### ASSIGNED TASK:
Nothing in the records that follow should differ once you have copied them out.

RECORDS FOR PROCESSING START

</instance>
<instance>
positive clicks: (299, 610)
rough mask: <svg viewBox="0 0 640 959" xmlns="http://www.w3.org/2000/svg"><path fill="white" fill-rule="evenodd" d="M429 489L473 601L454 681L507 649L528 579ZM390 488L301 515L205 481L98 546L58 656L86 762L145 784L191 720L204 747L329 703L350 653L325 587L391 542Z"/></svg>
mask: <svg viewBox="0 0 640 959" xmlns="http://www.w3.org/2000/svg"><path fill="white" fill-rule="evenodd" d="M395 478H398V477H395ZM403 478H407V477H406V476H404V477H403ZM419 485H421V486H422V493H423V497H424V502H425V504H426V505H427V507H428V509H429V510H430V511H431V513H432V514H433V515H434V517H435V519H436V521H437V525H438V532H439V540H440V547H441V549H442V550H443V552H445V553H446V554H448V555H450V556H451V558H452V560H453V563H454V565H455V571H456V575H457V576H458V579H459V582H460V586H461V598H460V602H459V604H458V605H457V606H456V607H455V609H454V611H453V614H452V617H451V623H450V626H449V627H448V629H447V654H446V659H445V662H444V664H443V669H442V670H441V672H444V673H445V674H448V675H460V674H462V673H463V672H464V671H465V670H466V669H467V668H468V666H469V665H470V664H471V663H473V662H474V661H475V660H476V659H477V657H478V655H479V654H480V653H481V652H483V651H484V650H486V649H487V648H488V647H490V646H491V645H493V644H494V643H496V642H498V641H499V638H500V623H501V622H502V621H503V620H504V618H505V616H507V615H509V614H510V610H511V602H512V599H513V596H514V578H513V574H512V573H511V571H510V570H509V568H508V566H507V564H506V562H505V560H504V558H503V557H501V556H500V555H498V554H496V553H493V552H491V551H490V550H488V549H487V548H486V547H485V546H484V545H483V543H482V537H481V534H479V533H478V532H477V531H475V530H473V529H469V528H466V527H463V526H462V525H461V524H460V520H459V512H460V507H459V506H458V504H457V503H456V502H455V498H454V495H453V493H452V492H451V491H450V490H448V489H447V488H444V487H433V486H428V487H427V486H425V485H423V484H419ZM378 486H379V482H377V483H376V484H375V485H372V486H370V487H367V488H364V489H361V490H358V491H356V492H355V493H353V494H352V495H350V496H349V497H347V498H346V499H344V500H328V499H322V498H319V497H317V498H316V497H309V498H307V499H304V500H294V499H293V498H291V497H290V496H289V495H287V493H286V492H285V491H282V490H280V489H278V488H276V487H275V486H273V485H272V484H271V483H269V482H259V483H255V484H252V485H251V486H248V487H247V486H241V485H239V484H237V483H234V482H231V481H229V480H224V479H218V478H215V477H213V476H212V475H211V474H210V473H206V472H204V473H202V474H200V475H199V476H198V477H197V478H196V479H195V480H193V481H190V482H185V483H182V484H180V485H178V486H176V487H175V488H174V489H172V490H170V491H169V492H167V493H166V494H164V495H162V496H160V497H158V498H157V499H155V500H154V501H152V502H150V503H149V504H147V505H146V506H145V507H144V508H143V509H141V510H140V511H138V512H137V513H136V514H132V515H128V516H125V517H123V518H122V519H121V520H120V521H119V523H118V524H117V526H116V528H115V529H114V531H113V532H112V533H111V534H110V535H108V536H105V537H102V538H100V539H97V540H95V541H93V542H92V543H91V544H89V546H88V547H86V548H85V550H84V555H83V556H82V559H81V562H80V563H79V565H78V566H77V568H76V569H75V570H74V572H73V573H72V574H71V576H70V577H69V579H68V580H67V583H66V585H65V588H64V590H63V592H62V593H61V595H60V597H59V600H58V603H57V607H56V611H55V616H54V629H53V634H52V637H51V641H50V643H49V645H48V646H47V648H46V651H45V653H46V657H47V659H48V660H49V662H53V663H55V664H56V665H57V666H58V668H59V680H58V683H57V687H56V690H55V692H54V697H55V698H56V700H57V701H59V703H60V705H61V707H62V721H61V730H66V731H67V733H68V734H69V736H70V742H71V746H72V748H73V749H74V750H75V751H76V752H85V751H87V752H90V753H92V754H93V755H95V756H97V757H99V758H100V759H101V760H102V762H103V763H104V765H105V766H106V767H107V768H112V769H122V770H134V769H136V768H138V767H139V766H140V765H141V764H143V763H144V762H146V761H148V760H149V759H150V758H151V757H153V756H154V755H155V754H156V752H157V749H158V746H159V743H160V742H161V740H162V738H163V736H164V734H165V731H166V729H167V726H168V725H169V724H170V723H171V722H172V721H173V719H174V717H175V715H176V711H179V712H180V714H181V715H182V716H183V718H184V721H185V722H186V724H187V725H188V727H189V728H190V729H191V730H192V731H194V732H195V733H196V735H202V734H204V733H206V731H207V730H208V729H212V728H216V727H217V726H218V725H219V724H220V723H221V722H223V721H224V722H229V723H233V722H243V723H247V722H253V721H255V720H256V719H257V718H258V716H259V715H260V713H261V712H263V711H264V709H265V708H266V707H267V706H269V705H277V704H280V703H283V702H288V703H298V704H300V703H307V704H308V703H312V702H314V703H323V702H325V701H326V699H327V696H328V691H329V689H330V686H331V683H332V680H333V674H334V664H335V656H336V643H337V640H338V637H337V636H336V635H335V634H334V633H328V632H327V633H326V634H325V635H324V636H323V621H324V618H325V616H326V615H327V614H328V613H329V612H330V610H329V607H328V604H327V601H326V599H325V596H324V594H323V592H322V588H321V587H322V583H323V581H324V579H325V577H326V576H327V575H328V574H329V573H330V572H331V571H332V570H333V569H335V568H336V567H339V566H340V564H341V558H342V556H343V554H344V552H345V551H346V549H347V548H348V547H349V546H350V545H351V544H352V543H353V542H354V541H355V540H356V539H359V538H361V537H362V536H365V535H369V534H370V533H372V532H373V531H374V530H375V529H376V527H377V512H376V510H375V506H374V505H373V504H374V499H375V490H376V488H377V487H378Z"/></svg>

RECORDS FOR PROCESSING END

### RESULT OF THE TASK:
</instance>
<instance>
positive clicks: (299, 610)
rough mask: <svg viewBox="0 0 640 959" xmlns="http://www.w3.org/2000/svg"><path fill="white" fill-rule="evenodd" d="M429 489L473 601L454 681L507 649L528 579ZM390 488L301 515L205 481L98 546L58 656L86 762L145 784L191 720L204 747L329 703L350 653L325 587L391 542Z"/></svg>
mask: <svg viewBox="0 0 640 959" xmlns="http://www.w3.org/2000/svg"><path fill="white" fill-rule="evenodd" d="M395 478H398V477H395ZM403 478H407V477H406V476H404V477H403ZM419 485H421V486H422V493H423V497H424V502H425V504H426V505H427V507H428V509H429V510H430V511H431V513H432V514H433V515H434V517H435V519H436V521H437V525H438V532H439V540H440V547H441V549H442V550H443V552H445V553H446V554H448V555H450V556H451V558H452V560H453V563H454V565H455V571H456V575H457V576H458V579H459V582H460V586H461V598H460V602H459V604H458V605H457V606H456V607H455V609H454V611H453V614H452V617H451V623H450V626H449V627H448V629H447V654H446V659H445V662H444V664H443V669H442V670H441V672H444V673H445V674H448V675H460V674H462V673H463V672H464V671H465V670H466V669H467V668H468V666H469V665H470V664H471V663H473V662H474V661H475V660H476V659H477V657H478V655H479V654H480V653H481V652H483V651H484V650H486V649H487V648H488V647H490V646H491V645H493V644H494V643H496V642H498V641H499V638H500V623H501V622H502V621H503V620H504V618H505V616H507V615H509V614H510V610H511V602H512V599H513V596H514V578H513V574H512V573H511V571H510V570H509V568H508V566H507V564H506V562H505V560H504V558H503V557H501V556H500V555H498V554H496V553H493V552H491V551H490V550H488V549H487V548H486V547H485V546H484V545H483V543H482V537H481V534H479V533H478V532H477V531H475V530H473V529H469V528H466V527H463V526H462V525H461V524H460V520H459V512H460V507H459V506H458V504H457V503H456V502H455V498H454V495H453V493H452V492H451V491H450V490H448V489H447V488H444V487H433V486H428V487H427V486H425V485H423V484H419ZM378 486H379V482H377V483H376V484H375V485H372V486H370V487H367V488H364V489H361V490H358V491H356V492H355V493H353V494H352V495H350V496H349V497H347V498H346V499H344V500H328V499H322V498H319V497H317V498H316V497H309V498H307V499H304V500H294V499H293V498H291V497H290V496H289V495H287V493H286V492H285V491H282V490H280V489H278V488H276V487H275V486H273V485H272V484H271V483H269V482H259V483H255V484H252V485H251V486H248V487H247V486H241V485H239V484H237V483H234V482H231V481H229V480H224V479H218V478H215V477H213V476H212V475H211V474H210V473H206V472H204V473H202V474H200V475H199V476H198V477H197V478H196V479H195V480H193V481H190V482H185V483H182V484H180V485H178V486H176V487H175V488H174V489H172V490H170V491H169V492H167V493H166V494H164V495H162V496H160V497H158V498H157V499H155V500H154V501H152V502H150V503H149V504H147V505H146V506H145V507H144V508H143V509H141V510H140V511H138V512H137V513H136V514H132V515H128V516H125V517H123V518H122V519H121V520H120V521H119V523H118V524H117V526H116V528H115V529H114V531H113V532H112V533H111V534H110V535H108V536H105V537H102V538H100V539H97V540H95V541H93V542H92V543H91V544H89V546H88V547H86V548H85V550H84V555H83V556H82V559H81V562H80V563H79V565H78V566H77V568H76V569H75V570H74V572H73V573H72V574H71V576H70V577H69V579H68V580H67V583H66V585H65V588H64V590H63V592H62V593H61V595H60V597H59V600H58V603H57V607H56V611H55V616H54V629H53V634H52V637H51V641H50V643H49V645H48V646H47V648H46V651H45V653H46V657H47V659H48V660H49V662H53V663H55V664H56V665H57V666H58V668H59V680H58V683H57V687H56V690H55V692H54V697H55V698H56V700H57V701H59V703H60V705H61V707H62V721H61V730H66V731H67V733H68V734H69V736H70V742H71V746H72V748H73V749H74V750H75V751H76V752H85V751H87V752H90V753H92V754H93V755H95V756H97V757H99V758H100V759H101V760H102V762H103V763H104V765H105V766H106V767H107V768H112V769H122V770H134V769H136V768H138V767H139V766H140V765H141V764H143V763H144V762H146V761H148V760H149V759H150V758H151V757H153V756H154V755H155V754H156V752H157V749H158V746H159V743H160V742H161V740H162V738H163V736H164V734H165V731H166V729H167V726H168V725H169V724H170V723H171V722H172V721H173V719H174V717H175V715H176V711H179V712H180V714H181V715H182V716H183V718H184V721H185V722H186V724H187V725H188V727H189V728H190V729H191V730H192V731H194V732H195V733H196V735H202V734H204V733H206V731H207V730H208V729H212V728H216V727H217V726H218V725H219V724H220V723H221V722H223V721H224V722H229V723H233V722H243V723H247V722H253V721H255V720H256V719H257V718H258V716H259V715H260V713H261V712H263V711H264V709H265V708H266V707H267V706H269V705H277V704H280V703H283V702H288V703H298V704H300V703H307V704H308V703H312V702H314V703H323V702H325V701H326V699H327V696H328V691H329V689H330V686H331V683H332V680H333V674H334V664H335V656H336V643H337V640H338V637H337V636H336V635H335V634H334V633H328V632H327V633H326V634H325V635H324V636H323V621H324V618H325V616H326V615H327V614H328V613H329V612H330V610H329V607H328V604H327V601H326V599H325V596H324V594H323V592H322V588H321V587H322V583H323V581H324V579H325V577H326V576H327V575H328V574H329V573H330V572H331V571H332V570H333V569H335V568H336V567H339V566H340V564H341V558H342V556H343V554H344V552H345V551H346V549H347V548H348V547H349V546H350V545H351V544H352V543H353V542H354V541H355V540H356V539H359V538H361V537H362V536H365V535H369V534H370V533H372V532H373V531H374V530H375V529H376V527H377V512H376V510H375V506H374V505H373V504H374V499H375V490H376V488H377V487H378Z"/></svg>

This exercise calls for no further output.